» What the task asks: Convert every line of the records below into a JSON list of strings, one string per line, leaving out any blank lines.

-- START OF Data listing --

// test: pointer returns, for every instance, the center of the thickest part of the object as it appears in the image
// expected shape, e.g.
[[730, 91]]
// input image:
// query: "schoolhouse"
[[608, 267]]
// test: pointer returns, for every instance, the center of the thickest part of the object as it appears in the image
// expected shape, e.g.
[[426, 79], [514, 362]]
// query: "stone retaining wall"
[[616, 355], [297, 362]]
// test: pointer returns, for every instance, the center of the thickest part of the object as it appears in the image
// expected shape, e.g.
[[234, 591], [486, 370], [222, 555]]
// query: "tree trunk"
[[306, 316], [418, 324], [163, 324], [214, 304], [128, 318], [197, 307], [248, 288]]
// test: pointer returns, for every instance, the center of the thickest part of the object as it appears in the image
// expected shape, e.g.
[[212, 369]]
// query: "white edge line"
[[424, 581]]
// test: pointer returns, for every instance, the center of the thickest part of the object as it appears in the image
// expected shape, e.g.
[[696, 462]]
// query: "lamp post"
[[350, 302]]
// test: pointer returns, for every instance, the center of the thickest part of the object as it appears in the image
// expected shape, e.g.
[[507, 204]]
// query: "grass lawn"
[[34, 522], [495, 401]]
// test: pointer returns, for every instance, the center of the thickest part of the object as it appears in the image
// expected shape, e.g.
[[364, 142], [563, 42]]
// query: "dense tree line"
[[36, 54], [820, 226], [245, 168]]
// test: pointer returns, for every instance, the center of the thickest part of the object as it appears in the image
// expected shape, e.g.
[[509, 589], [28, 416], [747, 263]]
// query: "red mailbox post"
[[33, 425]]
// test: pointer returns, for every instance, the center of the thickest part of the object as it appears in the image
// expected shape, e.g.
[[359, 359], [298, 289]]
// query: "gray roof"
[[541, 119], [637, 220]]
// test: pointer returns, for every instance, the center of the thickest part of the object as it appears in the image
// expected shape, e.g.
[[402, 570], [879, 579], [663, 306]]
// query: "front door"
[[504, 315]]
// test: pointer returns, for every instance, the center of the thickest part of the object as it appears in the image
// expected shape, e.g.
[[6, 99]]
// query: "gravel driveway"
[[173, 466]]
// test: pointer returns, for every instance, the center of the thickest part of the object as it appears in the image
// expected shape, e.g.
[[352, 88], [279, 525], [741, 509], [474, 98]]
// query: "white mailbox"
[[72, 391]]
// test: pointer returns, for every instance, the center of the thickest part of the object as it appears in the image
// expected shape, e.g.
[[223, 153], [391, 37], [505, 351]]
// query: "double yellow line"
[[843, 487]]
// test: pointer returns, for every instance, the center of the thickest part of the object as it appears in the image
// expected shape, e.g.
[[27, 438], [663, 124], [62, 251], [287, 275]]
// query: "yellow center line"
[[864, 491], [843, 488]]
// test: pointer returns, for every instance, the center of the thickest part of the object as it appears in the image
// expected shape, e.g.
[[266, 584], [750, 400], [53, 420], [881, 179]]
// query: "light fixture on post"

-- END OF Data listing --

» Answer to the task:
[
  "// test: pointer returns, for every instance, the center of the thickest part of the object as it appears in the image",
  "// expected shape, e.g.",
  "[[730, 91]]",
  "// input image:",
  "// query: \"schoolhouse\"",
  "[[608, 267]]",
  "// test: pointer returns, for every instance, the center of the thickest part of the object as it appears in the image",
  "// expected shape, e.g.",
  "[[426, 79], [514, 362]]",
  "// query: \"stone retaining wall\"",
  "[[616, 355], [297, 362]]",
  "// test: pointer returns, for every instance, the center of the thickest part of the object as it appears in the image",
  "// expected shape, e.g.",
  "[[234, 591], [486, 370], [222, 555]]",
  "// query: \"tree trunk\"",
  "[[306, 316], [418, 324], [163, 324], [214, 304], [128, 318], [197, 307], [248, 288]]",
  "// test: pointer returns, for every instance, the center of the thickest part of the object as it appears in the image",
  "// expected shape, e.g.",
  "[[212, 369]]",
  "// query: \"white edge line\"",
  "[[424, 581]]",
  "// test: pointer returns, for every instance, the center of the thickest part of the object as it appears in the image",
  "// expected shape, e.g.",
  "[[696, 462]]",
  "// query: \"lamp post\"",
  "[[350, 302]]",
  "// test: pointer returns, for every instance, the center of the thickest part of the object as it appears in the image",
  "// expected shape, e.g.",
  "[[507, 204]]",
  "// query: \"grass lawn\"",
  "[[34, 522], [495, 401]]",
  "// test: pointer returns, for every instance, the center of the thickest part of the object as it appears in the image",
  "// expected shape, e.g.",
  "[[364, 142], [563, 42]]",
  "// query: \"dense tree line\"",
  "[[36, 54], [820, 226], [245, 168]]",
  "// test: pointer returns, for every instance, the center of the thickest part of the object as it appears in the image",
  "// expected shape, e.g.",
  "[[509, 589], [28, 416], [747, 263]]",
  "// query: \"red mailbox post\"",
  "[[33, 425]]",
  "// test: pointer returns, for every instance, the center of the thickest part of the object as it appears in the image",
  "// expected shape, e.g.",
  "[[359, 359], [298, 289]]",
  "// query: \"gray roof\"",
  "[[541, 119], [637, 220]]",
  "// test: pointer returns, for every instance, the center of the thickest part of the object as it appears in the image",
  "// expected shape, e.g.",
  "[[402, 570], [879, 579], [663, 306]]",
  "// query: \"front door\"",
  "[[504, 315]]",
  "// test: pointer returns, for every instance, the center of the thickest part of the object as it appears in the image",
  "// expected shape, e.g.",
  "[[6, 99]]",
  "// query: \"gravel driveway\"",
  "[[173, 466]]",
  "// test: pointer returns, for every instance, the center of the thickest part of the object as it appears in the image",
  "// expected shape, e.g.",
  "[[352, 88], [279, 525], [741, 509], [474, 98]]",
  "// query: \"white mailbox\"",
  "[[72, 391]]",
  "// test: pointer returns, for every instance, the center of the thickest part of the object as it appears in the image",
  "// expected shape, e.g.",
  "[[223, 153], [391, 37], [505, 351]]",
  "// query: \"double yellow line\"",
  "[[843, 487]]",
  "// test: pointer returns, for every instance, the center of the thickest part of the object as it appears in the image",
  "// expected shape, e.g.",
  "[[27, 438], [663, 124], [62, 251], [287, 275]]",
  "// query: \"yellow center line\"",
  "[[864, 491], [843, 488]]",
  "// test: pointer returns, for every instance, the center of the thickest part of the object as it appears in the image",
  "// expected shape, e.g.",
  "[[266, 584], [750, 400], [53, 420], [881, 179]]",
  "// query: \"light fixture on post\""
]